• **CONSIGNE A**: Citez fidèlement le passage du texte sur le renouvellement des chambres, en commençant à « C’est dans cette » et en terminant à « trop longue durée. ».
• **CONSIGNE B**: Traduisez en anglais cette phrase du texte sur le renouvellement des chambres : « D’après l’article 32 de la constitution, les députés ne représentent pas une province ou un district, mais toute la nation. »
• **CONSIGNE C**: Veuillez relever tous les articles de loi ou de constitution cités dans le texte sur le renouvellement des chambres, en précisant pour chacun le document auquel il appartient.

• **EXTRAIT DU TEXTE**:

Vous avez vu depuis ce qu’a produit le renouvellement par cinquième en France sous la restauration. Il a produit les trois cents de M. de Villèle, et en définitive la septennalité. Voilà, messieurs les grands inconvénients du renouvellement fractionnaire.

C’est dans cette position que le congrès a adopté le principe du renouvellement partiel, moitié par moitié, tons les deux ans. Ainsi il est évident que le congrès a cherché à éviter les inconvénients que des préjugés signalaient contre le renouvellement intégral, et en même temps ceux qui étaient résultés de renouvellements fractionnaires tels que ceux par tiers et par cinquième ; il a voulu que la moitié des membres des chambres fut renouvelée tous les deux ans, il a craint les chambres d’une trop longue durée.

Il n’est plus question, messieurs, de revenir sur la préférence qu’on devrait accorder au renouvellement intégral sur le renouvellement partiel, la question est réglée par la constitution. Mais qu’a voulu le congrès ? Tout ce que voulaient les sectateurs du renouvellement partiel, c’est-à-dire qu’il a voulu modifier graduellement et sans secousse la majorité de la chambre. Le congrès a voulu faire un appel à tout le pays, mais seulement remuer la matière électorale pour recomposer la moitié de la chambre. Voilà évidemment ce que le congrès a voulu. Si vous en voulez avoir la preuve, vous la trouverez dans la combinaison des articles 32 et 51 de la constitution. Vous la trouverez formulée d’une manière plus positive encore dans les articles 53 et 54 de la loi électorale.

D’après l’article 32 de la constitution, les députés ne représentent pas une province ou un district, mais toute la nation.

Déjà cet article vous éloigne de l’idée de faire un renouvellement de la chambre par série de provinces, puisqu’il est vrai de dire que d’après l’article 32 de la constitution, le député représente, non pas sa province ou son district, mais toute la nation ; et, d’après l’article 51 de la constitution, ce ne sont pas des séries de provinces, mais les membres des chambres qu’il faut renouveler par moitié tous les deux ans.

• **EXTRAIT DES DONNÉES**:
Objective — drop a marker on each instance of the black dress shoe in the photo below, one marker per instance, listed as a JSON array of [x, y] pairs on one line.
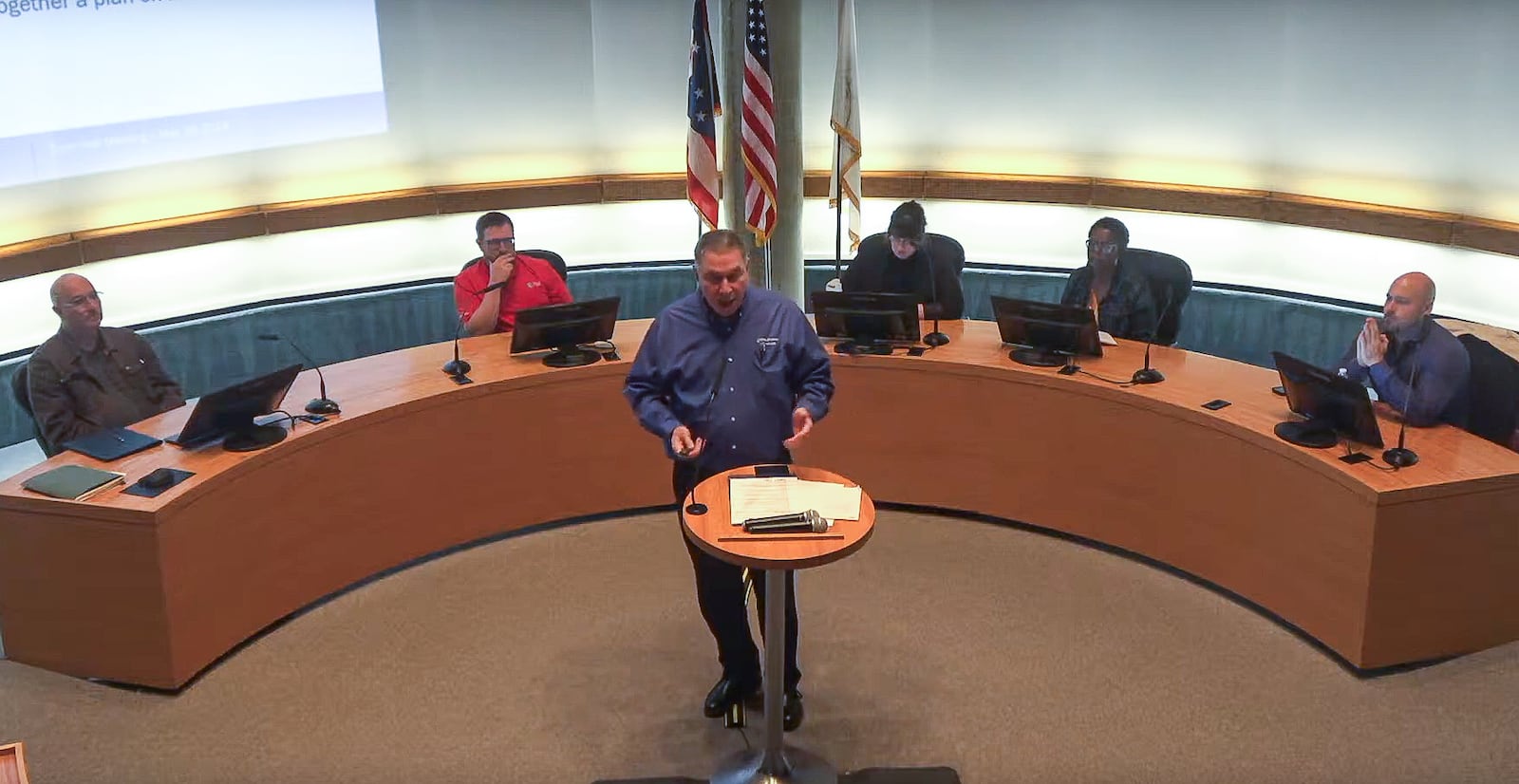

• **RÉPONSE ATTENDUE A**:
C’est dans cette position que le congrès a adopté le principe du renouvellement partiel, moitié par moitié, tons les deux ans. Ainsi il est évident que le congrès a cherché à éviter les inconvénients que des préjugés signalaient contre le renouvellement intégral, et en même temps ceux qui étaient résultés de renouvellements fractionnaires tels que ceux par tiers et par cinquième ; il a voulu que la moitié des membres des chambres fut renouvelée tous les deux ans, il a craint les chambres d’une trop longue durée.

• **RÉPONSE ATTENDUE B**: According to Article 32 of the constitution, the deputies do not represent a province or a district, but the entire nation.

• **RÉPONSE ATTENDUE C**:
- Article 32 de la constitution
- Article 51 de la constitution
- Article 53 de la loi électorale
- Article 54 de la loi électorale